--- Text for analysis ---

┄┄┄┄┄┄┄┄┄┄

Miscarriages, I've had a few

For the longest time I didn’t know what to say about miscarriage because I would either dismiss the subject or try to make a joke. Even now, as I write, I’m tempted to leave them as a footnote instead. But if I gather together the four failed pregnancies and the three months they each took, the miscarriages were a year in our marriage. It’s an ever diminishing year as time moves on but this is the reflexion I owe it.

The first miscarriage I had was into our second year as newlyweds in the month of February. We were excited to become parents and savoured the feeling. The three month ultrasound showed a seven week foetus, quiet, a circle of white in a little sea of black, suspended there with perfect little human indentations that could have later stretched out into little arms and legs, the beautiful spinal curve, the head still tucked in. We were still uncertain of the joys a child could bring. 

I’ve always liked being a reasonable patient. I knew miscarriages were common, I didn’t feel like crying when the doctor came in to confirm it offering me Kleenex, explaining the options for its removal. Dilation and curettage is a simple operation where the cervix is dilated and the uterus is swept clean. The procedure was new to me and with Christian I followed the steps with mild curiosity. I was a secretary at the time and my supervisor insisted I take the next day off. I went to a small jeweller in Saint-Boniface and bought myself a necklace to commemorate this first failed pregnancy and the being that might live on somewhere above me, somehow linked to us, his or her would-have-been parents. I tried to feel sadness and searched for tears but couldn’t find any. The necklace had a curved silver piece that swept around a blue stone and I imparted it with maternal symbolism. 

The second pregnancy resulted in a tiny little girl and so when I had a second miscarriage, Christian and I hoped we were following a pattern. Soon after I fell pregnant again a fourth time. It was to be the third miscarriage.

┄┄┄┄┄┄┄┄┄┄

--- Records ---
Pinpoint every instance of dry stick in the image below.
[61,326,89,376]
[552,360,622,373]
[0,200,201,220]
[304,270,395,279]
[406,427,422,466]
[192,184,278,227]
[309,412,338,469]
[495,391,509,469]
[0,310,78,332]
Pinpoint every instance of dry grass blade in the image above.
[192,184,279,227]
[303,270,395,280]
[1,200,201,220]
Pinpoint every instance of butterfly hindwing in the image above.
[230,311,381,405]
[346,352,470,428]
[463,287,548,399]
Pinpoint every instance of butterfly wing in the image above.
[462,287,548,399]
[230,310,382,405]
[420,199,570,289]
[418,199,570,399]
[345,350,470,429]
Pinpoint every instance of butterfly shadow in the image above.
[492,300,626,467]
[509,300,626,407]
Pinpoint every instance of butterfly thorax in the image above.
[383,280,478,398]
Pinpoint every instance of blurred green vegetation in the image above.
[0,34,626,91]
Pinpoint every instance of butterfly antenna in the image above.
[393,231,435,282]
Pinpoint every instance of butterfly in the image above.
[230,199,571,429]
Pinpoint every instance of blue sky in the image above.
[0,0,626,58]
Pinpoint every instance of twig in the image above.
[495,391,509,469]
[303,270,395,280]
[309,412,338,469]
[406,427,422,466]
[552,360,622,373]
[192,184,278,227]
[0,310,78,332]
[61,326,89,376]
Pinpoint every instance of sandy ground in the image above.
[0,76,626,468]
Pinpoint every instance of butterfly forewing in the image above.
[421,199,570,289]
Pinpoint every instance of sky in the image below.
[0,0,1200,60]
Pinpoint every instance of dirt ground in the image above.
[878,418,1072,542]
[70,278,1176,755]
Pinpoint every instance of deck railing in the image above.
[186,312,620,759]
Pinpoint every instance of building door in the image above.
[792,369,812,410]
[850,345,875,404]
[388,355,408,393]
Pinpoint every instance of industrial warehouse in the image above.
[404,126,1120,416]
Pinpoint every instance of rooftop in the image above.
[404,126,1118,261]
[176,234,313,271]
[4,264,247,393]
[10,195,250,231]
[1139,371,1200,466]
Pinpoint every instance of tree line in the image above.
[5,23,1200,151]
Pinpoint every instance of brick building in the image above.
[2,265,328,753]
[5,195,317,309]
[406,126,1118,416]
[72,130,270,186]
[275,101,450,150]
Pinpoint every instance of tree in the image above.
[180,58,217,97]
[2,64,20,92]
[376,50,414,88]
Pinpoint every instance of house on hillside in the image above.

┄┄┄┄┄┄┄┄┄┄

--- Instructions to follow ---
Rewrite the part of the essay on miscarriages that opens with the words "For the longest" and closes with "reflexion I owe it.", putting "side note" in place of "footnote".

--- Result of this exercise ---
For the longest time I didn’t know what to say about miscarriage because I would either dismiss the subject or try to make a joke. Even now, as I write, I’m tempted to leave them as a side note instead. But if I gather together the four failed pregnancies and the three months they each took, the miscarriages were a year in our marriage. It’s an ever diminishing year as time moves on but this is the reflexion I owe it.